Problem ->
Show every line of the material below that contains the string "jeans", with case counting.
───── Supplied entries
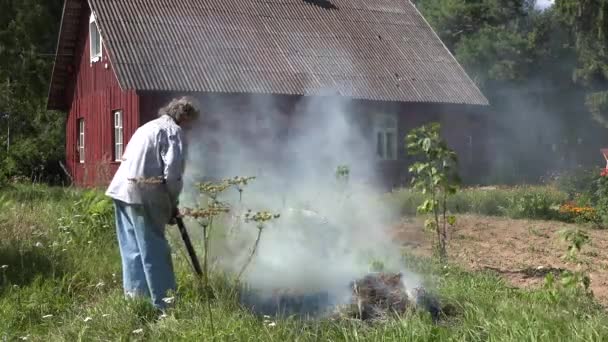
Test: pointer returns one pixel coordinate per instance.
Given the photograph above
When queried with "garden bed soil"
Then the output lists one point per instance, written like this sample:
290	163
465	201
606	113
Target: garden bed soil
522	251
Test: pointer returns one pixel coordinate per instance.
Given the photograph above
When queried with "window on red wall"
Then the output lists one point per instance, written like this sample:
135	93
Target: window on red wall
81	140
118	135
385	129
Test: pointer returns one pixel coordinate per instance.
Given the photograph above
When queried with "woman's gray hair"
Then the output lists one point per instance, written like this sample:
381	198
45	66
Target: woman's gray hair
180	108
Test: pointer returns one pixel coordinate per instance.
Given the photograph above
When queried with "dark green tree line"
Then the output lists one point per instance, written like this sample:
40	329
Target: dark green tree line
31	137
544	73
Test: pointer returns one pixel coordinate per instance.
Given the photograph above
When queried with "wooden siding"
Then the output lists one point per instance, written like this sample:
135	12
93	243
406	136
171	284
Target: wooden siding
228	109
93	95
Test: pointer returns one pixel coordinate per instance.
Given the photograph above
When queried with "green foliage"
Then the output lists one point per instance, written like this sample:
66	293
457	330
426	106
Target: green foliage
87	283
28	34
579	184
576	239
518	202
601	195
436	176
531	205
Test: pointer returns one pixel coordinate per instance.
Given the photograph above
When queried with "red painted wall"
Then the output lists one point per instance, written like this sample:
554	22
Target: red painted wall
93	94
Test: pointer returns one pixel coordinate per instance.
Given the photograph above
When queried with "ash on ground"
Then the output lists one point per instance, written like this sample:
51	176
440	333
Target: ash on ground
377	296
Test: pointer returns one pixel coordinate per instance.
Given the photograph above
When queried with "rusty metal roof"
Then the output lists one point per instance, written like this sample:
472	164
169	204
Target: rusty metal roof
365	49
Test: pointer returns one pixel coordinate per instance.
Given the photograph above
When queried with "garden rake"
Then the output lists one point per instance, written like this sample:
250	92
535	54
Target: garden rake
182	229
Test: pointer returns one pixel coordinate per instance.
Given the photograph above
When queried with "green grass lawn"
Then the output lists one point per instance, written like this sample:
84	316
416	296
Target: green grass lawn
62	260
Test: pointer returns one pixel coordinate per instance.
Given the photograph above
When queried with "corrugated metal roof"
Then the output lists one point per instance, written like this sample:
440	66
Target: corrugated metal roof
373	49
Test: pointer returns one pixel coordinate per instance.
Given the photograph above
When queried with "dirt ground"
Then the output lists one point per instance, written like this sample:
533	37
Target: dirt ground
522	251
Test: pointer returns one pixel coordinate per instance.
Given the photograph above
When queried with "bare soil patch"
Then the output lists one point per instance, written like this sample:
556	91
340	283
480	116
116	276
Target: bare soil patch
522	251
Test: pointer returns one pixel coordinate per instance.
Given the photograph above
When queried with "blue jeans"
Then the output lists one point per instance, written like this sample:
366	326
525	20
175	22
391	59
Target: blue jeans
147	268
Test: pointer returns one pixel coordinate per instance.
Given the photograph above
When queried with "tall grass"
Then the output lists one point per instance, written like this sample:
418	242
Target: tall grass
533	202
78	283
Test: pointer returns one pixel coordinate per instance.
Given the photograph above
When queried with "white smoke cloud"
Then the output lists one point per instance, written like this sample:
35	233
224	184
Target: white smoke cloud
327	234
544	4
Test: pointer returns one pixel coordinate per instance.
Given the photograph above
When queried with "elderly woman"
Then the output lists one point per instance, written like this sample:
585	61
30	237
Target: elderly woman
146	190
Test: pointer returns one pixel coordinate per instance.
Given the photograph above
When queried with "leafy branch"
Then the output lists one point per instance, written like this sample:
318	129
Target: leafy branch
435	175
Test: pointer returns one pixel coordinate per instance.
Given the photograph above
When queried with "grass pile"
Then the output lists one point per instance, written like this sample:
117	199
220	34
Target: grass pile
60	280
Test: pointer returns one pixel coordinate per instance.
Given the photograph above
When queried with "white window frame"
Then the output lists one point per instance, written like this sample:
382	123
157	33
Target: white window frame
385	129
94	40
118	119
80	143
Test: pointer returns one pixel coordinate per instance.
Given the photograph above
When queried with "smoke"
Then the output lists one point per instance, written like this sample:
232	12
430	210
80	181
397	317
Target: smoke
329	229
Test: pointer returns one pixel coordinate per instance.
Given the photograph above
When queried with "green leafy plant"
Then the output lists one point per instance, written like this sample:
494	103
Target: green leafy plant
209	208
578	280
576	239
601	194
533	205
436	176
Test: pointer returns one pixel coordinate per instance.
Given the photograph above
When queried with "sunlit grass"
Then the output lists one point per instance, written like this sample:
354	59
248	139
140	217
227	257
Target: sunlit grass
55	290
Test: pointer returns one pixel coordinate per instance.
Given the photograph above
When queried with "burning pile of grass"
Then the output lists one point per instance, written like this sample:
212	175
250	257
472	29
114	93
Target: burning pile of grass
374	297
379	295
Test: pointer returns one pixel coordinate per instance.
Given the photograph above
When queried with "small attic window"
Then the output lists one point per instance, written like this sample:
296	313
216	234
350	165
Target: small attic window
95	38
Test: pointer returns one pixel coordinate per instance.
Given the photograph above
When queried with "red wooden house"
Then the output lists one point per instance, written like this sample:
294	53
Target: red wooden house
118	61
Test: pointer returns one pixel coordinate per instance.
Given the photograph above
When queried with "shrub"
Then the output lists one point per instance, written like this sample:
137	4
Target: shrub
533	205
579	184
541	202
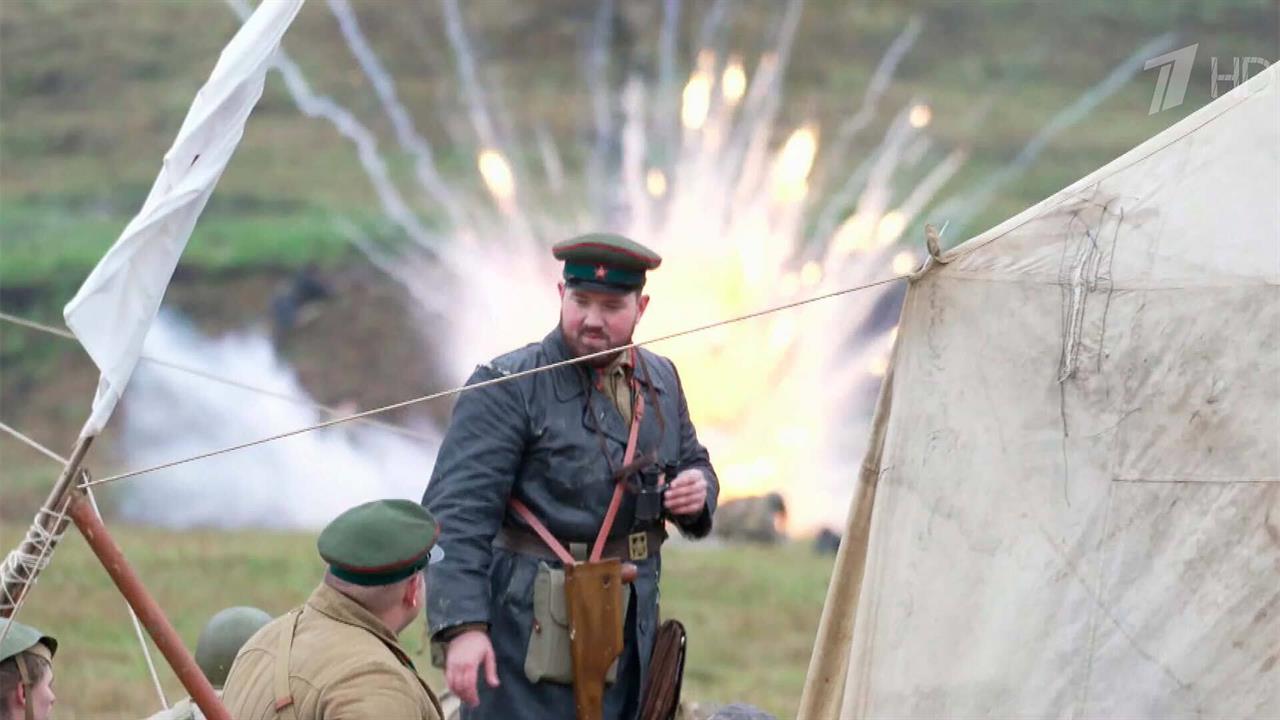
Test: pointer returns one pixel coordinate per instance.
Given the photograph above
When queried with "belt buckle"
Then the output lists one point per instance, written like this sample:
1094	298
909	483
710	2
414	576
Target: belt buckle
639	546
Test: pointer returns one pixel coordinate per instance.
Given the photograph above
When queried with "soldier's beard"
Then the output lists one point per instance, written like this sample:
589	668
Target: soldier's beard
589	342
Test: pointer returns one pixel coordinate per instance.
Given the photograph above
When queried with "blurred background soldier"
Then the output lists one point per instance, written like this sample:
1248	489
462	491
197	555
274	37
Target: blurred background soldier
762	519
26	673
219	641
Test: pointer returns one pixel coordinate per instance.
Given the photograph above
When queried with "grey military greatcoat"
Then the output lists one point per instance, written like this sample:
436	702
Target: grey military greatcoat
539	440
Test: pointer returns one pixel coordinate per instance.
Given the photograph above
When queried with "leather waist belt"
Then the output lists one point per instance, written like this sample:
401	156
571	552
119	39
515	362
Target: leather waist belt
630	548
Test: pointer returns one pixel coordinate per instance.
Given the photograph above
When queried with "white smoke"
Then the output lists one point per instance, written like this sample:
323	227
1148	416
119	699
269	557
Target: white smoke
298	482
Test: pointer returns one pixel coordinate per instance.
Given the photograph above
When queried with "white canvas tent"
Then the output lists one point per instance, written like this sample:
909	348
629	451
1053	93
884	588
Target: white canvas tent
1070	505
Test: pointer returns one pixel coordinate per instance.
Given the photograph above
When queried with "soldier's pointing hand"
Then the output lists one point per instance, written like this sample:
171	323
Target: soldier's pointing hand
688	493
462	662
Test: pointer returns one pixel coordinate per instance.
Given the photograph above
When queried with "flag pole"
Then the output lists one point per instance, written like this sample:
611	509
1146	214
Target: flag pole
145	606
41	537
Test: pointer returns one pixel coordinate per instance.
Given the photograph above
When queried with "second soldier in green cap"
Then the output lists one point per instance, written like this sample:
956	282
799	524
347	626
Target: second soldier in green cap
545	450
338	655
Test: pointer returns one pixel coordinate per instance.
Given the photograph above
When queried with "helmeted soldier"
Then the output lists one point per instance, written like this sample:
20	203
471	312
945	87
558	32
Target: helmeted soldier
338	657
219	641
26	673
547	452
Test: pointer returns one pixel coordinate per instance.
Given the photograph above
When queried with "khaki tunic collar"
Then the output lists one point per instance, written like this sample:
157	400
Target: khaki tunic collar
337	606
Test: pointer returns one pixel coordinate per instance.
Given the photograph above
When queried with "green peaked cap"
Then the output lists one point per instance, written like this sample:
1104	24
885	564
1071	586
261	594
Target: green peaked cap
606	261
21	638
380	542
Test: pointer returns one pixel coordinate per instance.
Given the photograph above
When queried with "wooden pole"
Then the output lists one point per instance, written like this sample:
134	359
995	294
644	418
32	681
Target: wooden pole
──────────
Answer to this problem ->
When queried with "blue jeans"
Target: blue jeans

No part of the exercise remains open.